Source passage:
2019-11-06T223820Z_1_LYNXMPEFA529A_RTROPTP_4_BRITAIN-ELECTION-JOHNSON.JPG

Britain's Prime Minister Boris Johnson speaks during an event launching the Conservative Party's general election campaign in Birmingham, Britain, November 6, 2019. REUTERS/Phil Noble

 

LONDON (Reuters) - British Prime Minister Boris Johnson heads to Scotland on Thursday to say a Dec. 12 election victory for his Conservative Party will halt Scottish National Party (SNP) plans to hold another independence vote to break up the United Kingdom.

 

Scotland is set to be a key battleground in the general election, one where Johnson's Conservatives and the opposition Labour Party, led by Jeremy Corbyn, are overshadowed in popularity by the SNP.

 

The SNP have said that Scotland should hold another independence referendum in 2020 as they seek to end 312 years of political union with England and Wales.

 

Johnson and Corbyn both have said they would deny Scotland's devolved government the power to hold another independence vote next year. Scots rejected independence 55% to 45% in 2014.

Direction 1: Based on the news passage, why does the SNP want Scotland to hold another independence referendum in 2020? Answer in one to three sentences.

Pointing and labeling entries:
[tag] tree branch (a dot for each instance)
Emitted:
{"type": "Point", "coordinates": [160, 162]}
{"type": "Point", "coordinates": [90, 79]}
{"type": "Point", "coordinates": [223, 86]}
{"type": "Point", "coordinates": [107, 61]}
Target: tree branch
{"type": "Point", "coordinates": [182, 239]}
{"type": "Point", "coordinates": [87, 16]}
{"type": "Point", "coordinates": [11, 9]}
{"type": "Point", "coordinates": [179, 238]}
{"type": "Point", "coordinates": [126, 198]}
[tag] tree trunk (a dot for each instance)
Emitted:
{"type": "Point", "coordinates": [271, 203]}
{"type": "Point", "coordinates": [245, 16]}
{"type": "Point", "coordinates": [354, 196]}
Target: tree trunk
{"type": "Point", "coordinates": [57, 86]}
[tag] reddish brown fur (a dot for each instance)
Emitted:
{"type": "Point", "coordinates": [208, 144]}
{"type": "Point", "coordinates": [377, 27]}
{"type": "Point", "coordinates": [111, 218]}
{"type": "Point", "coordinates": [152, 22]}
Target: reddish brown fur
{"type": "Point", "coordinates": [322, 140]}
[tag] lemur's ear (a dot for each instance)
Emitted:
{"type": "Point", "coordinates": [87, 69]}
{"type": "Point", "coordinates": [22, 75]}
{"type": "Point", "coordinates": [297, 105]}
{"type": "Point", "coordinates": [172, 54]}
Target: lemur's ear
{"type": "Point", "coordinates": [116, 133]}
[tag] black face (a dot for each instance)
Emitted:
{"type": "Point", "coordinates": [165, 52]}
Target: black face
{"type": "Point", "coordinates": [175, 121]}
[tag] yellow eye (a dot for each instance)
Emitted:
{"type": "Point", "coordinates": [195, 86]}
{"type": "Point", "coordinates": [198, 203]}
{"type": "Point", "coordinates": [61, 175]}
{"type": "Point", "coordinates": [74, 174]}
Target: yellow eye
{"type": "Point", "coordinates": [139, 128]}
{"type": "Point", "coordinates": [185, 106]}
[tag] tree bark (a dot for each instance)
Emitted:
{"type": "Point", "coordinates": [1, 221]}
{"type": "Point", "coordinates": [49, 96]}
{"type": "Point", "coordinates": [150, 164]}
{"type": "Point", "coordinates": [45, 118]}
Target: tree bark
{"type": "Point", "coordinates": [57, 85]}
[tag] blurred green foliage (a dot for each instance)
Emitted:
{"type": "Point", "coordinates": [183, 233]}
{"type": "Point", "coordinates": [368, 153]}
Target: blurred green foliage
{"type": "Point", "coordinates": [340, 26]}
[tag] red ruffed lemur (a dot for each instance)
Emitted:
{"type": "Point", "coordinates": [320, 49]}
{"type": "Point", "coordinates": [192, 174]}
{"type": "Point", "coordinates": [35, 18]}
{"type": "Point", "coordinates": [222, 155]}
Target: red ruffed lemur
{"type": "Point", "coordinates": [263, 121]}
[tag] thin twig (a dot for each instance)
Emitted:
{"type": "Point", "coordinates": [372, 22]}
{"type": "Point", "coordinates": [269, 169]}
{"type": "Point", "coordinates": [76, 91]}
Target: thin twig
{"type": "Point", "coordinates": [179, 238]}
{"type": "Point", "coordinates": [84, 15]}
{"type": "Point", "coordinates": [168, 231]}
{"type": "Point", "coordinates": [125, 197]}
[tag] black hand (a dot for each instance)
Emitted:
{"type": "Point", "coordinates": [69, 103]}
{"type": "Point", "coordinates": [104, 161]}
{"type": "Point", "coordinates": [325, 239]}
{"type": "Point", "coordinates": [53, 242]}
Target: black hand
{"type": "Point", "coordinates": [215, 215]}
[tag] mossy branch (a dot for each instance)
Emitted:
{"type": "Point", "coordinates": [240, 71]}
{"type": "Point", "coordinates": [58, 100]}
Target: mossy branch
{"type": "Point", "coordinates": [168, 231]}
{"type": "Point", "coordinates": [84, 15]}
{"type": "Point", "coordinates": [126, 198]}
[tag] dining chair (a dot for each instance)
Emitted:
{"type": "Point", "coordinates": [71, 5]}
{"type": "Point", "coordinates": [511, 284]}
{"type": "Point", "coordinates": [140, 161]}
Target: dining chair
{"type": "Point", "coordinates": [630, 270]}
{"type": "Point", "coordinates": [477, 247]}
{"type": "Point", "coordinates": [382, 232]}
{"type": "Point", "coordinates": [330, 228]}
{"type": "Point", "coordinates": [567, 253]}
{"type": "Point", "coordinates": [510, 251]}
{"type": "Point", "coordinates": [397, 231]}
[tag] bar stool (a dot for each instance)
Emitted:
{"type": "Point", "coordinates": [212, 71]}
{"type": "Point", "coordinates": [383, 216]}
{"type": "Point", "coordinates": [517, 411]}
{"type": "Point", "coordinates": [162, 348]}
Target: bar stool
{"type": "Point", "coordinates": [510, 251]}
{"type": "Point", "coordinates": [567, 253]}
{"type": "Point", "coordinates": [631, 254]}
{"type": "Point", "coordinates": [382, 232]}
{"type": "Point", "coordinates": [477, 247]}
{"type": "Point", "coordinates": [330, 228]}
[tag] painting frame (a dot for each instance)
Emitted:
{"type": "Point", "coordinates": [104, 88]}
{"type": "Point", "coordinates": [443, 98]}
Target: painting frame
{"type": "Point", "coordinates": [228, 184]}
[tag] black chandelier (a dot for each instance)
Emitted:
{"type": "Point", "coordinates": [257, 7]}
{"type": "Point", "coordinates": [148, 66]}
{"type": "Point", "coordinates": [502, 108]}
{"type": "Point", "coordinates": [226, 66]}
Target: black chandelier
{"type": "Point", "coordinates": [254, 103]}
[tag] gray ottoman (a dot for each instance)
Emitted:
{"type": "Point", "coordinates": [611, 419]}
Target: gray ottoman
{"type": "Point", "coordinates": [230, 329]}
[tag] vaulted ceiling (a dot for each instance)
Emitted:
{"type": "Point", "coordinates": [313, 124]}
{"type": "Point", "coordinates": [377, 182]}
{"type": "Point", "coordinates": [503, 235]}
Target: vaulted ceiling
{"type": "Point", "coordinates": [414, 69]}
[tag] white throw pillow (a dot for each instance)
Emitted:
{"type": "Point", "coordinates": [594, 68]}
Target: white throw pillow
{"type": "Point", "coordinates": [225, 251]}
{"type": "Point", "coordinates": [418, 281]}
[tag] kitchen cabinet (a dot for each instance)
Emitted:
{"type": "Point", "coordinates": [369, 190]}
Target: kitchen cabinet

Direction 2: Return every line of the records that contains the string "green". Case counts.

Task response 1: The SNP wants another independence referendum in 2020 because it seeks to end 312 years of political union with England and Wales.

Task response 2:
[tag] blurred green foliage (a dot for each instance)
Target: blurred green foliage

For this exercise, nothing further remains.